> _Document text_:
I will give in a moment his summary of why he liked and why he suggested this budget. He gives here a long table on how he would find the extra $13 billion. For the department of agriculture he suggested an additional cut of $600 million out of a budget of $1.2 billion, and so on.

The second element of his budget proposal which was very important suggested an increased clawback of all social transfers to individuals and families. His emphasis was on families, social transfers in the form of UI, OAS and CPP together. He gave a schedule on how he would have done that and he suggested that another $8 billion should have been taken out of this program.

Why did Dr. Walker and his co-author suggest this would be necessary? It would bring about in two years an elimination of the deficit, and a surplus would begin.

He concludes the article with the following paragraph: "By balancing its budget within the next two years and beginning to reduce the national debt, the federal government can restore the confidence of most Canadians in the financial, economic and political viability of one Canada for all Canadians into the 21st century".

This of course has been the platform of the Reform Party since its election campaign, reinforced in the taxpayers budget published last year.

> _Work instruction_: According to the passage on Dr. Walker's budget proposal, how much additional money did he suggest taking out of the social transfer programs?

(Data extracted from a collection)
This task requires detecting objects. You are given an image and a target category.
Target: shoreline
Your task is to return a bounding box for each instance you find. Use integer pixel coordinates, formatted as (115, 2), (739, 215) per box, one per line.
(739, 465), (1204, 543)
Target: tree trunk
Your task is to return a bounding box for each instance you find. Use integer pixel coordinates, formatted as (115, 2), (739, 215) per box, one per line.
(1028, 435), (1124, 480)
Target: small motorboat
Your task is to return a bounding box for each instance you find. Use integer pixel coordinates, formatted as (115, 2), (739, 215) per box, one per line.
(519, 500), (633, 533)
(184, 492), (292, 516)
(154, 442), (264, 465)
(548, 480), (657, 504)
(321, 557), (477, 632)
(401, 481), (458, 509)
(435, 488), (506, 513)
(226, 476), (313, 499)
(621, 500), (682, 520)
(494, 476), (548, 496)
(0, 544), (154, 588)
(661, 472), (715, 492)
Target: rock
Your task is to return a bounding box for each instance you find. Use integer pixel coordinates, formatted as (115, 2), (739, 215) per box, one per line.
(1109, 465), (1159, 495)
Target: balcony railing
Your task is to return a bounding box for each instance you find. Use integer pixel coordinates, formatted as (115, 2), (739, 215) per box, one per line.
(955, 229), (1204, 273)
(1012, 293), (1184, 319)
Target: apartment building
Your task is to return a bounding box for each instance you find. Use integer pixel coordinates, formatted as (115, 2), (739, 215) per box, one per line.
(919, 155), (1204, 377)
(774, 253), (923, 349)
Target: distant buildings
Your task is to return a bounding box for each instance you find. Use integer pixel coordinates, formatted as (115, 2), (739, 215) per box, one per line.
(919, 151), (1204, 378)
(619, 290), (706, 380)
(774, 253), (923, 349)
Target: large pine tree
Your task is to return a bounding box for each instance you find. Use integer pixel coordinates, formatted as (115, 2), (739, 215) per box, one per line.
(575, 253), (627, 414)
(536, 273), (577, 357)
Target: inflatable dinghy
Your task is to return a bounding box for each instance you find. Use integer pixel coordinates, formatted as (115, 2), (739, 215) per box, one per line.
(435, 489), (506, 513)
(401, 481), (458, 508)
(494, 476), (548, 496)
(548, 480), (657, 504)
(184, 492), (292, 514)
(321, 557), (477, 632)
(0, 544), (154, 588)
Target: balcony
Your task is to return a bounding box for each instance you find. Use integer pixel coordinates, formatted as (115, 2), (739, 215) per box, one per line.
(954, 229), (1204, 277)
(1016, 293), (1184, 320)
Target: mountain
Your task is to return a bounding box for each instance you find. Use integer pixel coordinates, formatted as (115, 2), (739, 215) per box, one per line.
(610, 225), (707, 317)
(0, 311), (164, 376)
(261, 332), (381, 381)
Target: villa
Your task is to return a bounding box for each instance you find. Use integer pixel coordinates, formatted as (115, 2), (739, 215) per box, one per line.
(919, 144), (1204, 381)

> _Exercise response_: Another $8 billion.